### What you should do
Edit the part of the listing that opens with the line containing "of the eyeglasses" and closes at the end of the listing. Give those lines back with "innermost" changed to "central" and nothing else altered.

### Given information

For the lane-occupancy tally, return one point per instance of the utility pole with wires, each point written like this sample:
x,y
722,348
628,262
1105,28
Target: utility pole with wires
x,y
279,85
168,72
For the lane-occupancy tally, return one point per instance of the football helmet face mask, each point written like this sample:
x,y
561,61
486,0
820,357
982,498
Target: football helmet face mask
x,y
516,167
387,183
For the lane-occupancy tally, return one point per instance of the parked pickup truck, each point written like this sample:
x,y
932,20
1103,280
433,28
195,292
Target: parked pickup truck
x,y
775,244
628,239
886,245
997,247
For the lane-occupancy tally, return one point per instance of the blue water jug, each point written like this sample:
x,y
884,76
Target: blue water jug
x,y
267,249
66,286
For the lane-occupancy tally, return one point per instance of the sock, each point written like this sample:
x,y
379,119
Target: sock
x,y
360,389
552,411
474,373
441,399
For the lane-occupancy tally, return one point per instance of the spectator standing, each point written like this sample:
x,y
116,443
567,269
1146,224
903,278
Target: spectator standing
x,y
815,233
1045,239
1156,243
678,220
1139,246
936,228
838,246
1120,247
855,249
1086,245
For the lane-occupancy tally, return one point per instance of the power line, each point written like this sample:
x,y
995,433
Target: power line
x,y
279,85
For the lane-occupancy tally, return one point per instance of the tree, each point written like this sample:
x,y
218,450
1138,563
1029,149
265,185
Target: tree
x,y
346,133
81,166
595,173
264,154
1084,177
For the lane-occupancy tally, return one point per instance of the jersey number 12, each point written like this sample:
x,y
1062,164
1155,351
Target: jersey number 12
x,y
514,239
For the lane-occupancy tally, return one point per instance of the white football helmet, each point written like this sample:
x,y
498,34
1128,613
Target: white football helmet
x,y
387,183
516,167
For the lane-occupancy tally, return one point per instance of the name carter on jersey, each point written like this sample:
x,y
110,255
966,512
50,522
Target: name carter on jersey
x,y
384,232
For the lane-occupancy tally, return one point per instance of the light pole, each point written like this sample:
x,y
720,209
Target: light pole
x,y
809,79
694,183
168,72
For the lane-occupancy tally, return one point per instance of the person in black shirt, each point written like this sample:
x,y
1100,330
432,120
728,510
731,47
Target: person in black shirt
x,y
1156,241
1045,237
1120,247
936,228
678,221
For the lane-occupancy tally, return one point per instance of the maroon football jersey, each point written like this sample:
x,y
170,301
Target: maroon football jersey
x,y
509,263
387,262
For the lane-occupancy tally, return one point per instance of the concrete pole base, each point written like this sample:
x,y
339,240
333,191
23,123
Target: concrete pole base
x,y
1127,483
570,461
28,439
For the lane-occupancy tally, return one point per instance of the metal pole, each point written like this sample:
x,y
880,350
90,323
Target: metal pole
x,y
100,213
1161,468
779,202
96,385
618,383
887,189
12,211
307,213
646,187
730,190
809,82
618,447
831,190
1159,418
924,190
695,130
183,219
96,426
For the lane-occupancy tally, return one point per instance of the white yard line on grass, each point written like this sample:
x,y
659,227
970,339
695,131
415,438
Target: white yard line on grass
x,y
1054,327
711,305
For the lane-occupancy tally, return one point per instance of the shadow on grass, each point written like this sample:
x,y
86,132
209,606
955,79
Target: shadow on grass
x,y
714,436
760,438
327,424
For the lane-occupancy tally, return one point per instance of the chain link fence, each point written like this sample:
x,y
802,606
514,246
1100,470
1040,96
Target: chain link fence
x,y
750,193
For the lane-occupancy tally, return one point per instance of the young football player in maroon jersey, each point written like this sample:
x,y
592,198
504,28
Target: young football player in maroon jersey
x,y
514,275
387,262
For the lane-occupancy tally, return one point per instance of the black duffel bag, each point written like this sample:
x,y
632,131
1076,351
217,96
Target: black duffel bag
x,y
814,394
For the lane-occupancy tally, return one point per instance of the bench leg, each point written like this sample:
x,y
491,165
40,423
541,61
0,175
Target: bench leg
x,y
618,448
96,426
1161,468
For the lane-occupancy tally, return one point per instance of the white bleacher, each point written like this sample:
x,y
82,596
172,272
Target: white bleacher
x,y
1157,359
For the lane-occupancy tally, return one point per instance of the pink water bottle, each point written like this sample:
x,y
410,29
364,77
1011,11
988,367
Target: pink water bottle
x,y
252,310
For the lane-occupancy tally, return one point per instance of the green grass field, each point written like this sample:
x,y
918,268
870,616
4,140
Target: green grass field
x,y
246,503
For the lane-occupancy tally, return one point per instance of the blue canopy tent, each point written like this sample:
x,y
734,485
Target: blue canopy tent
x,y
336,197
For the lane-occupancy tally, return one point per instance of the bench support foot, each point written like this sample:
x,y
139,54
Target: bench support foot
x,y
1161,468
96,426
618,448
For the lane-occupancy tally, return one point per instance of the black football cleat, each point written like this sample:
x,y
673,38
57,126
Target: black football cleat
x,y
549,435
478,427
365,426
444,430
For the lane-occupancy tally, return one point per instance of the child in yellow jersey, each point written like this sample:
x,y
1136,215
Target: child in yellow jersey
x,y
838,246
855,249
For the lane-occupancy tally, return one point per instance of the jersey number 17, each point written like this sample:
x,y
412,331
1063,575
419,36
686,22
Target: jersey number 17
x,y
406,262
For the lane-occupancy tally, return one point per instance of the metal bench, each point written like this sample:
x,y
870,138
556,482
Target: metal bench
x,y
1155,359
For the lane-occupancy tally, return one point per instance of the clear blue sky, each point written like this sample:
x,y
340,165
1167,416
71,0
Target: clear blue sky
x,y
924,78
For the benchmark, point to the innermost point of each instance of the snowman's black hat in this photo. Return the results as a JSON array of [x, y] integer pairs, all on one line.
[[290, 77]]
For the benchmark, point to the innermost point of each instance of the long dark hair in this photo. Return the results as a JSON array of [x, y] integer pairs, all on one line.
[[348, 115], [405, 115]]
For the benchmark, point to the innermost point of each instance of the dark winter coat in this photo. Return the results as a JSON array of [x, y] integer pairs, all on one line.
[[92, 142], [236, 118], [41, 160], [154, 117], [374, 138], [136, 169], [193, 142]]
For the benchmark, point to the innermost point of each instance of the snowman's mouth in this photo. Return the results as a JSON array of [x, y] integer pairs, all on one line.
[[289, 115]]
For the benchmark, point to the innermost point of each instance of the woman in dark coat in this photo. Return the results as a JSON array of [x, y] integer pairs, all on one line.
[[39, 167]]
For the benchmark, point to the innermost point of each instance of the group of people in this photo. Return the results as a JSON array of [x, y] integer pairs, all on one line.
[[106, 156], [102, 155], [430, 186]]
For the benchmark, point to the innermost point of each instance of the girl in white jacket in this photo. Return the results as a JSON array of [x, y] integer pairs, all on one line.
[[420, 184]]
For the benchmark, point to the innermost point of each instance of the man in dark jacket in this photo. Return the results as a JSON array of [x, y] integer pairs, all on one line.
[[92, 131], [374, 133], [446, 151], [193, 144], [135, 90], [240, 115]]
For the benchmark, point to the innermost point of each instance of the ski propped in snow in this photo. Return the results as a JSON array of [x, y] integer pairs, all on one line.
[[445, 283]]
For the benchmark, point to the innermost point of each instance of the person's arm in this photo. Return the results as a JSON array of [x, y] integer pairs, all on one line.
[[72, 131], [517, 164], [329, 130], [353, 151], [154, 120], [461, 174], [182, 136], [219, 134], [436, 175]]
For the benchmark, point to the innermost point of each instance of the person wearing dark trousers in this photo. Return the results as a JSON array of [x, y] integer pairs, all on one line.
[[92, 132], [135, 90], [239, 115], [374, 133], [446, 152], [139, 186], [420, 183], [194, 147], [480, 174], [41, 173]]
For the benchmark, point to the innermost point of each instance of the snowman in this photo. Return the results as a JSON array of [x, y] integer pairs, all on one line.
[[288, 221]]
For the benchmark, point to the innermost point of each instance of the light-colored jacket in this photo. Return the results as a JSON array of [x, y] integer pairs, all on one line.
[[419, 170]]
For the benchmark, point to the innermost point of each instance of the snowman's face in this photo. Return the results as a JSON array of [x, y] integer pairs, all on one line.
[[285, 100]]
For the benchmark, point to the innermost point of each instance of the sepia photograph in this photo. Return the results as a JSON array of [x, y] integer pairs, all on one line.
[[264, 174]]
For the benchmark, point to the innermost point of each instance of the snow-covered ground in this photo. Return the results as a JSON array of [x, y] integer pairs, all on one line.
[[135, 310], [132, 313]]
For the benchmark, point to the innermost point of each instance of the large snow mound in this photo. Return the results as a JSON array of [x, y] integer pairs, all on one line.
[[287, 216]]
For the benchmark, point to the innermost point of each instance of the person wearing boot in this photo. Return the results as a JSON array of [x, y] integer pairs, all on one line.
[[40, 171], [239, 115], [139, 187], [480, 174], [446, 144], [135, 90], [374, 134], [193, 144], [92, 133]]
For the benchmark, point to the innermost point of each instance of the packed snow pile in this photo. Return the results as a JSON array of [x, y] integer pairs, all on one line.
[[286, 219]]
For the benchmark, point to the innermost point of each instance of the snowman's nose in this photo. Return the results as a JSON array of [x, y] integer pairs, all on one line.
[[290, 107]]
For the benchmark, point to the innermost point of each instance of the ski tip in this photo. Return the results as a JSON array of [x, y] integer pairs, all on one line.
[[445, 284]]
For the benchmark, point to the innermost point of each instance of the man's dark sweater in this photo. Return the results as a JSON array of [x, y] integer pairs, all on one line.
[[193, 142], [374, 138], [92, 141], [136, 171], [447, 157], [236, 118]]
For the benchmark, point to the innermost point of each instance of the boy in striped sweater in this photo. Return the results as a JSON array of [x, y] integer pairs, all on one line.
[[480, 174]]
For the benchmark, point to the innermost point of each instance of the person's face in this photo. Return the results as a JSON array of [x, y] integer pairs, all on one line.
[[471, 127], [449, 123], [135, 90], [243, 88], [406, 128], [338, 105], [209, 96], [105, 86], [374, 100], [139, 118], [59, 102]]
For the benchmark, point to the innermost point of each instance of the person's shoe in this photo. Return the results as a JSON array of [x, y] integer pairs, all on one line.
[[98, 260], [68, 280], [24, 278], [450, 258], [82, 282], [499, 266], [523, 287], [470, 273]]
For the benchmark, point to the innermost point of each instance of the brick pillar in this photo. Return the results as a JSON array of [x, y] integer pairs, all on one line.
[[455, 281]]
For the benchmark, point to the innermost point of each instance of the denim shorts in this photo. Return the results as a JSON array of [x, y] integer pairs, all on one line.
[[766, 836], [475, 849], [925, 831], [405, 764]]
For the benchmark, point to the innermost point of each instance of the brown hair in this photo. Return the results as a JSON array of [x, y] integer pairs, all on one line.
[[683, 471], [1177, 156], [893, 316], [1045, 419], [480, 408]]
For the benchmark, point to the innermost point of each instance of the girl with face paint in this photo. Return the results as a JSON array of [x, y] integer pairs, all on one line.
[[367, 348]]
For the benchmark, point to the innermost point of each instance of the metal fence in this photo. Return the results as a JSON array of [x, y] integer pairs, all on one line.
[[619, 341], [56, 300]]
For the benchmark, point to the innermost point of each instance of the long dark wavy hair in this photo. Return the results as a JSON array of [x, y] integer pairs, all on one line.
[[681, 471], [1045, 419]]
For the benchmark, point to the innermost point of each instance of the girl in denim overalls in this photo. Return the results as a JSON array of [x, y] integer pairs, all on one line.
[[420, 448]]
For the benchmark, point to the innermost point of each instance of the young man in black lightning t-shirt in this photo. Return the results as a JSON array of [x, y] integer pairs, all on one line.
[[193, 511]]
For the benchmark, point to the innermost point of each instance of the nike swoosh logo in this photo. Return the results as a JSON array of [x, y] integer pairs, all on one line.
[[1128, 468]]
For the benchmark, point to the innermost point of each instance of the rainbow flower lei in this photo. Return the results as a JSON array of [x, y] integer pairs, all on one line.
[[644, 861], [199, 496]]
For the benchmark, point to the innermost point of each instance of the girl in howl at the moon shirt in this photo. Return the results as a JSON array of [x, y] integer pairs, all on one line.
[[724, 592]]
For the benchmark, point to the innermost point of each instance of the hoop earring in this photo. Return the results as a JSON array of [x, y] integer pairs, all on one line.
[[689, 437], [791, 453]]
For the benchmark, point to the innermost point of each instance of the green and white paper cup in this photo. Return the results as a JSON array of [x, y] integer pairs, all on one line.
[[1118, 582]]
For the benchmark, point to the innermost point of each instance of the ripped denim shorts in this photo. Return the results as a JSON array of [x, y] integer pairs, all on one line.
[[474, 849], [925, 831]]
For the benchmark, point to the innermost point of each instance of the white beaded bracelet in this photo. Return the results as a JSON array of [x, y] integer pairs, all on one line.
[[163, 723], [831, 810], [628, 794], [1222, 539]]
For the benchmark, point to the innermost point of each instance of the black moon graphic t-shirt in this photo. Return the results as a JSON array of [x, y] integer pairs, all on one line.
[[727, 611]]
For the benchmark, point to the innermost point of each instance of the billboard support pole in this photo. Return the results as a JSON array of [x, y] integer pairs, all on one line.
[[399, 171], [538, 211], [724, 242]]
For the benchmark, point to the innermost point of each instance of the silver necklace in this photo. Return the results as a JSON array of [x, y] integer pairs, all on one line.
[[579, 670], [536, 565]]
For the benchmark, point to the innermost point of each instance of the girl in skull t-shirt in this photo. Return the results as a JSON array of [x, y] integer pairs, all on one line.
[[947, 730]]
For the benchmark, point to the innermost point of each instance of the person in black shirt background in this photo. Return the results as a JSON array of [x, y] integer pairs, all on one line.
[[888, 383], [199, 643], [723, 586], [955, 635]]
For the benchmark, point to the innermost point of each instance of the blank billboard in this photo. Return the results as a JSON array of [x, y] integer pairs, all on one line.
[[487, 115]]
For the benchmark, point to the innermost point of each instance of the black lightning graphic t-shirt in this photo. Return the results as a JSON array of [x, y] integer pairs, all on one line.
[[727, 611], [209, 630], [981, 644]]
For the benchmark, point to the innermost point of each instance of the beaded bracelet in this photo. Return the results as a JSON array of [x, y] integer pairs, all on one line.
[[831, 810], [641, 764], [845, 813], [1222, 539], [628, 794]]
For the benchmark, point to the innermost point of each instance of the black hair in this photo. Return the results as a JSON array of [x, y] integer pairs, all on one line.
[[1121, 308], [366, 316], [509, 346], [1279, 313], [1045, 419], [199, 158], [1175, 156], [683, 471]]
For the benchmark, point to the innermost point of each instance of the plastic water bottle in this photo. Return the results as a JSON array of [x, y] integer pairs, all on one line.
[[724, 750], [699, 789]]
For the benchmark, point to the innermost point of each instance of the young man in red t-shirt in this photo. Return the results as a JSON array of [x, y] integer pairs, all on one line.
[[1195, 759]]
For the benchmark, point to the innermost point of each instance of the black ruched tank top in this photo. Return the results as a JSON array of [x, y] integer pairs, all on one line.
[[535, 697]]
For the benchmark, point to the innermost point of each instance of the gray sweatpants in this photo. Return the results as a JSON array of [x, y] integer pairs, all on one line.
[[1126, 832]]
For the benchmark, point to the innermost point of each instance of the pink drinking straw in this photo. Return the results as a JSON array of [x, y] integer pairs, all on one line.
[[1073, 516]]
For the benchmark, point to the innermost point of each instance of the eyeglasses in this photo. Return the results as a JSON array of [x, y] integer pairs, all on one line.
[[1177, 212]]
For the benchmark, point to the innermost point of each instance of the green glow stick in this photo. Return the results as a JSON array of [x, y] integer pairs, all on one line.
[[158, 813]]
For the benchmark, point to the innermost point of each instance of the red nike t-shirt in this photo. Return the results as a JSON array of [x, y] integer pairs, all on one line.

### Reply to the task
For the benchmark, point to the central point of each instance of the eyeglasses in this photo. Return the results as a JSON array of [x, y] integer pairs, all on one line.
[[1177, 212]]
For the benchmark, point to the central point of each instance of the green glow stick in this photo. Return the results as a JSON array of [x, y] integer pairs, all on one line.
[[158, 813]]
For the benchmark, point to the central point of each instance of the red nike t-shirt in this photo. Return the results as a JSON array of [x, y] integer pairs, all on one line.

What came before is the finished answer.